Task statement: Copy the part of the entries below that opens with the line containing "Question. Point out each instance of the yellow price" and runs through the last line of the entries, keeping every character unchanged.

Records for this exercise:
+--

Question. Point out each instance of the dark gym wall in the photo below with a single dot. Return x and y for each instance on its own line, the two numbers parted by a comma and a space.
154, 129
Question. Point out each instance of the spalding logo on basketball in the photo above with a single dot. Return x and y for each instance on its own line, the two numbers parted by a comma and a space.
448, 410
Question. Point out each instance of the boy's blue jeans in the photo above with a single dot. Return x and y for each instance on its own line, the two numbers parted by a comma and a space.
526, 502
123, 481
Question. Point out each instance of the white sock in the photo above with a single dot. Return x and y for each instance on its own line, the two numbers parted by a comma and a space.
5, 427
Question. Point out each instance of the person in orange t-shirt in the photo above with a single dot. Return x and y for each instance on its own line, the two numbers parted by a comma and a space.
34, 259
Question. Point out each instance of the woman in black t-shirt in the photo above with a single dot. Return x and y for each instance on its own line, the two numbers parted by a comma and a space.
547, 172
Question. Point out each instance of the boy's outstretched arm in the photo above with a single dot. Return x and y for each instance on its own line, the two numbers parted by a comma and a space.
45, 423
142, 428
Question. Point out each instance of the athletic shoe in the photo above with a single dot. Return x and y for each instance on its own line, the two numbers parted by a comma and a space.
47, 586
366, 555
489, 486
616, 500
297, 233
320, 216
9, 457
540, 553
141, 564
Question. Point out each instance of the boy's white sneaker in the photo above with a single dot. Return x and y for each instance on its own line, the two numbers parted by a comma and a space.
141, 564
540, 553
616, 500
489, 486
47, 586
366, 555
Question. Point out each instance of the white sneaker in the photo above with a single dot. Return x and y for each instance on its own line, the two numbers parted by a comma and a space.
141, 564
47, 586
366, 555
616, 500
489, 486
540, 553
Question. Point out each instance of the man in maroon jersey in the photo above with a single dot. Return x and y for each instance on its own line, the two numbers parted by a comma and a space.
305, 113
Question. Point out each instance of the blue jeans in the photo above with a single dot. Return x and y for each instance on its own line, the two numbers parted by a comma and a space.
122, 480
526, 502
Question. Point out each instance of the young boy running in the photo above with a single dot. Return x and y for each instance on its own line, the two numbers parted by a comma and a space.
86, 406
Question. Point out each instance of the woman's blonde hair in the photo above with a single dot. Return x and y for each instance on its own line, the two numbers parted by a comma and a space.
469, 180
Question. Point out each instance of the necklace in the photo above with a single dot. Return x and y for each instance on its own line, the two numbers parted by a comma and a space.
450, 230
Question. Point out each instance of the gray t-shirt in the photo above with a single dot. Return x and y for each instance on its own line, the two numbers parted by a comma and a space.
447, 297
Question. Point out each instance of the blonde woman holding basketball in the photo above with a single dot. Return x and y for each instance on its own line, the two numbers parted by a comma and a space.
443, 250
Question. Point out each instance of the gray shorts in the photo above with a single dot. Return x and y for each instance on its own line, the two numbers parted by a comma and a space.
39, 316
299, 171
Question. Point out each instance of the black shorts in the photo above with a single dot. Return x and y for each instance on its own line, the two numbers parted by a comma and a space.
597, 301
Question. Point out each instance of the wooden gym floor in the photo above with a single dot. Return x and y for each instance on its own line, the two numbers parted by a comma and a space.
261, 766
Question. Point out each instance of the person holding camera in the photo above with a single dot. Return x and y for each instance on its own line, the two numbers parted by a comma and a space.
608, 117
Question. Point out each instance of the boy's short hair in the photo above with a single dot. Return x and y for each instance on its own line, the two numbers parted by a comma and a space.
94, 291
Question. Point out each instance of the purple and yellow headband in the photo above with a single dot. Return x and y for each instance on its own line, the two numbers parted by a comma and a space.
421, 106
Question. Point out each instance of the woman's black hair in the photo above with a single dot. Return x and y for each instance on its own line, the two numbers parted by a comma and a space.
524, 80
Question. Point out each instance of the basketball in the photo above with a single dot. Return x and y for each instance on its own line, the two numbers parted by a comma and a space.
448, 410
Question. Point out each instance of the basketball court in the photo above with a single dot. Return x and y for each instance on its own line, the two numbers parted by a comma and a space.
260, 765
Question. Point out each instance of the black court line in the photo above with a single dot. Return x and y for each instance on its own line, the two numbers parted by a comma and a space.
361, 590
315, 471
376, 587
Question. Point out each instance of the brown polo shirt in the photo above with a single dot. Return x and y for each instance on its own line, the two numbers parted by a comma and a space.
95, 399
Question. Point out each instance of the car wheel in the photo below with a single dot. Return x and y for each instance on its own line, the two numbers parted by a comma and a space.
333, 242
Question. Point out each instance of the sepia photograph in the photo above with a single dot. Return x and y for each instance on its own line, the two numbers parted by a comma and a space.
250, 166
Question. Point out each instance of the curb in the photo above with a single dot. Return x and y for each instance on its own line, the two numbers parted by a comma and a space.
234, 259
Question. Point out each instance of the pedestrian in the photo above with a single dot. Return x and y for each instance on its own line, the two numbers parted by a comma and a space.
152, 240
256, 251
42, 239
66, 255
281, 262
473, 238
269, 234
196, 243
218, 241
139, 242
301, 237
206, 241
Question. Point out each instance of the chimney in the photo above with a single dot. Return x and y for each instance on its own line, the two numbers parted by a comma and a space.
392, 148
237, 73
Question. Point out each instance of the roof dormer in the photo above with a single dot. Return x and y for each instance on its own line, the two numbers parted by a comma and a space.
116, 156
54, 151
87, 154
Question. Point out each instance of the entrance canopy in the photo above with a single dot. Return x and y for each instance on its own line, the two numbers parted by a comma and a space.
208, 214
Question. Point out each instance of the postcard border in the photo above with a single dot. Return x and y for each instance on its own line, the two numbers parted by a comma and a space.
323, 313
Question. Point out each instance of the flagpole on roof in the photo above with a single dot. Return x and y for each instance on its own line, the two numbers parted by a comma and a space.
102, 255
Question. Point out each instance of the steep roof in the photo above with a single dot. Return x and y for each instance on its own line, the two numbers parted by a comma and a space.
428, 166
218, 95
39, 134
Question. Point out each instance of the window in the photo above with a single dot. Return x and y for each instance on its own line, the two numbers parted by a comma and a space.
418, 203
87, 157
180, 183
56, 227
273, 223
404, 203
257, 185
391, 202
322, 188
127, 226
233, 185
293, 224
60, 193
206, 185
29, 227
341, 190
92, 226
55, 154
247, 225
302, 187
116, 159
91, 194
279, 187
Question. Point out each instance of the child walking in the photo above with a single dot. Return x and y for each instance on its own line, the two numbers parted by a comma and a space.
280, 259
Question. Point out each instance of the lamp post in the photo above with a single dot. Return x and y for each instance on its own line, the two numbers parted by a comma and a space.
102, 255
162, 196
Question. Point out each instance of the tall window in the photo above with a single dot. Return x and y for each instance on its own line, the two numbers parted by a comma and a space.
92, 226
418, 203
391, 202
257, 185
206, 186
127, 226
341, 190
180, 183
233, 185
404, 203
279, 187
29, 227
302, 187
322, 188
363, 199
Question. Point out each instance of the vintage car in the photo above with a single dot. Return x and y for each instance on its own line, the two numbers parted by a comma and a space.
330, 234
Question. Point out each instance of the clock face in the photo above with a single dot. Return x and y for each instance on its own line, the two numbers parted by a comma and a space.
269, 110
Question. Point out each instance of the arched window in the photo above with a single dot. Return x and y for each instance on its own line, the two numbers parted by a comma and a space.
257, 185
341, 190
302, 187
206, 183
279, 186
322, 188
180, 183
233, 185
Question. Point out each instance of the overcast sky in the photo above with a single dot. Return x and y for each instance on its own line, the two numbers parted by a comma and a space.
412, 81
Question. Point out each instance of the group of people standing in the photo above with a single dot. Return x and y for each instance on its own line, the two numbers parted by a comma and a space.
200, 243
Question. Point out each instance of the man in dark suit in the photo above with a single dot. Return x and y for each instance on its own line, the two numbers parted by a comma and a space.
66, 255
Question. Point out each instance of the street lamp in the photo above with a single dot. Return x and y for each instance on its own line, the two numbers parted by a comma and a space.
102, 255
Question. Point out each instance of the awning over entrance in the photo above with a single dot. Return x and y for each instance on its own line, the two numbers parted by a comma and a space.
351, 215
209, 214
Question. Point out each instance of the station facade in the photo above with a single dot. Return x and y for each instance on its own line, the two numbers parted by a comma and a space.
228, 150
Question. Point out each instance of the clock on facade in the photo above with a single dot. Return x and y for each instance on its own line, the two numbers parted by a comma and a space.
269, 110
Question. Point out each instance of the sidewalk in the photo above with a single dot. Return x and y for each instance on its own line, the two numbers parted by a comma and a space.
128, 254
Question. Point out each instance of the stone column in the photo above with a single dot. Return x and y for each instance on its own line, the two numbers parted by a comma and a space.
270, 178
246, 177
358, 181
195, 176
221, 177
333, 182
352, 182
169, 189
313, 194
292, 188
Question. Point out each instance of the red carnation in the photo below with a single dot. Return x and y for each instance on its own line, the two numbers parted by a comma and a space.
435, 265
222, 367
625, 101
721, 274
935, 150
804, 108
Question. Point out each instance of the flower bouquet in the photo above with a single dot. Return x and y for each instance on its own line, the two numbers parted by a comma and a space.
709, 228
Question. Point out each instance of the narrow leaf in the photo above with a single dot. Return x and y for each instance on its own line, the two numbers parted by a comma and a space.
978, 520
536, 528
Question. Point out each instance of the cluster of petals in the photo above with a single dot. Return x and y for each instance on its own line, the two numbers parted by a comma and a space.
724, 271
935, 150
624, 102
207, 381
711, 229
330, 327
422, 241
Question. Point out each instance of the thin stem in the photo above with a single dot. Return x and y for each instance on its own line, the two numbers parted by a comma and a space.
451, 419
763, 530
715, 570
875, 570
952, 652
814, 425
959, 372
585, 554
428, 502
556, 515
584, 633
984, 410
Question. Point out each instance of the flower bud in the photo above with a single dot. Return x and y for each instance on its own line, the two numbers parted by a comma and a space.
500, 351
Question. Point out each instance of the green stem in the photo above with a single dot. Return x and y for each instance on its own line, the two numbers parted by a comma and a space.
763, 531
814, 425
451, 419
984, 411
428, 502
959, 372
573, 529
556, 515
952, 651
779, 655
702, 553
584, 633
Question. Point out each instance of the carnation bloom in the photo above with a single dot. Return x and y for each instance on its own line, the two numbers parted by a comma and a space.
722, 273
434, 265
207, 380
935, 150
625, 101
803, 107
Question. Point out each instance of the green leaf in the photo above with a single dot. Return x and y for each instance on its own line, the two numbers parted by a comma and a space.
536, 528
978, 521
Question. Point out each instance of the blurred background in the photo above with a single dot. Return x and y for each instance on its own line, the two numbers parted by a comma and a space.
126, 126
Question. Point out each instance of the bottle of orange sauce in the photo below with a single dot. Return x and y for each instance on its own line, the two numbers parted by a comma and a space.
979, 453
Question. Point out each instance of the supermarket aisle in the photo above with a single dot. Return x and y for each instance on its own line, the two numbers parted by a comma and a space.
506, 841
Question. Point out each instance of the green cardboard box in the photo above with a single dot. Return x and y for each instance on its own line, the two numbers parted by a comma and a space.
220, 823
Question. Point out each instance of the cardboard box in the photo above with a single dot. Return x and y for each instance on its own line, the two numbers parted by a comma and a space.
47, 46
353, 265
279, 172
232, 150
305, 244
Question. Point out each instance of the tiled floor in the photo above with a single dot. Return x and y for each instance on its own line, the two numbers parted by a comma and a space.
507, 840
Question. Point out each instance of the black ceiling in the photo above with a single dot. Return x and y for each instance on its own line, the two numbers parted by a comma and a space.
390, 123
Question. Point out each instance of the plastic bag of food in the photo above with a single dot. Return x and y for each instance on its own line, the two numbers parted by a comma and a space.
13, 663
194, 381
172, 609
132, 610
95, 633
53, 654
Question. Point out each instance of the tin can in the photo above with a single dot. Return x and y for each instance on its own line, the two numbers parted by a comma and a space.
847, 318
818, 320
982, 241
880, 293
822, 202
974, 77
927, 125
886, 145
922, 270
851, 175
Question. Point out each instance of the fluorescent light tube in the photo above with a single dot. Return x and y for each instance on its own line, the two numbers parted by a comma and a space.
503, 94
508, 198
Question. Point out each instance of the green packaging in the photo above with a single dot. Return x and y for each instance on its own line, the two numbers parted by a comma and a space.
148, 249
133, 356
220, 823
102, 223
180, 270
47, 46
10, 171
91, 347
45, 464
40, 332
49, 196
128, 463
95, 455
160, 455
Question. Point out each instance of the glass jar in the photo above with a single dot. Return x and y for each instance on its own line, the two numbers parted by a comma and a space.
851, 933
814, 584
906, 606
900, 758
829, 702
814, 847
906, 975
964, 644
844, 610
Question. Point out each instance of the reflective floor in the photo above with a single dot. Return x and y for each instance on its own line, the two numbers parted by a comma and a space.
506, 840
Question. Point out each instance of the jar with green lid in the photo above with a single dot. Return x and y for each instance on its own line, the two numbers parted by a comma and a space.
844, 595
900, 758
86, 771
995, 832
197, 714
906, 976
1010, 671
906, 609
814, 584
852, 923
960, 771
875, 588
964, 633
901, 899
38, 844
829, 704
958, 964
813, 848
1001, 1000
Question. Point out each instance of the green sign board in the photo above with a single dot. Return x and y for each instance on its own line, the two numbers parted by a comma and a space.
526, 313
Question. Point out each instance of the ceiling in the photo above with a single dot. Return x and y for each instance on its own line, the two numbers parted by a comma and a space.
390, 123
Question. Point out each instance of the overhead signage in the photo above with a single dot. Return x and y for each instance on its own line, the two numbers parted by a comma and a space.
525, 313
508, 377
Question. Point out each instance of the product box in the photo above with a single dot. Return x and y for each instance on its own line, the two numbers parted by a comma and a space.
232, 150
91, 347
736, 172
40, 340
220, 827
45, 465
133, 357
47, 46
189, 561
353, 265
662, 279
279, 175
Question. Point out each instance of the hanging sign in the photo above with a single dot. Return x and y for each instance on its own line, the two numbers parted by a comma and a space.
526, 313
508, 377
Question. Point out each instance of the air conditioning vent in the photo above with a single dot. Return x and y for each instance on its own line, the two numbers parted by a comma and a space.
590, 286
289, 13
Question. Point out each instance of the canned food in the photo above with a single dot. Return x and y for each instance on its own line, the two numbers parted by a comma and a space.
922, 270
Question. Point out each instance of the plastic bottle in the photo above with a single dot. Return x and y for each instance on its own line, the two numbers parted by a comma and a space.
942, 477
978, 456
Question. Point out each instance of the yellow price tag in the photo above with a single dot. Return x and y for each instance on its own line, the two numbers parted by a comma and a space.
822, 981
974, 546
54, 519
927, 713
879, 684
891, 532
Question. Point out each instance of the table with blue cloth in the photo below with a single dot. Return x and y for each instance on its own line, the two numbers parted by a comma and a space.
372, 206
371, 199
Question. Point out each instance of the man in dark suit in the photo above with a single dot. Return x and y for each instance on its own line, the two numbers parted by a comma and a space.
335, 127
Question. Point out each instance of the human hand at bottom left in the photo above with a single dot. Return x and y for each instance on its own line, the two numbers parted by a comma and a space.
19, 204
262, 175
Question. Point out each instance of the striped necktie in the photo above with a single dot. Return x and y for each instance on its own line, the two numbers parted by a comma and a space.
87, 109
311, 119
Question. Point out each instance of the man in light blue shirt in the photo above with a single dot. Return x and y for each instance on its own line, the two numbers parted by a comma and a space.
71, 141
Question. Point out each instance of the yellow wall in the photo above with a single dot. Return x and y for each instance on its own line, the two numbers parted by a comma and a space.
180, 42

+--

Full output:
Question. Point out each instance of the yellow price tag in the photo above with a single dot. Return x and y for each instance on its own line, the two numbers parted by a comma and a space.
822, 981
974, 546
54, 519
927, 713
879, 684
891, 532
Question. Point out each instance of the table with blue cloth in the photo below with a single dot. Return x and y for each instance on its own line, the two numbers parted by a comma and a space.
372, 206
371, 199
Question. Point out each instance of the man in dark suit in the photo above with a single dot. Return x and y for each instance on its own line, the two numbers parted by a comma and a space.
335, 127
Question. Point out each instance of the human hand at bottom left in the photo above with a single dot. Return x and y for each instance on its own line, the two numbers parted by a comma and a space.
19, 204
262, 175
Question. Point out each instance of the striped necktie in the photo above with a single dot. Return x and y for each instance on its own line, the two numbers parted by a comma and a space.
87, 109
311, 119
Question. Point out each instance of the man in light blue shirt in the photo above with a single dot. Return x and y for each instance on its own line, the two numbers parted by a comma and a space.
71, 141
Question. Point out each instance of the yellow wall in the photo above with a single dot. Return x and y for each instance on its own line, the two numbers parted by a comma and a space.
180, 42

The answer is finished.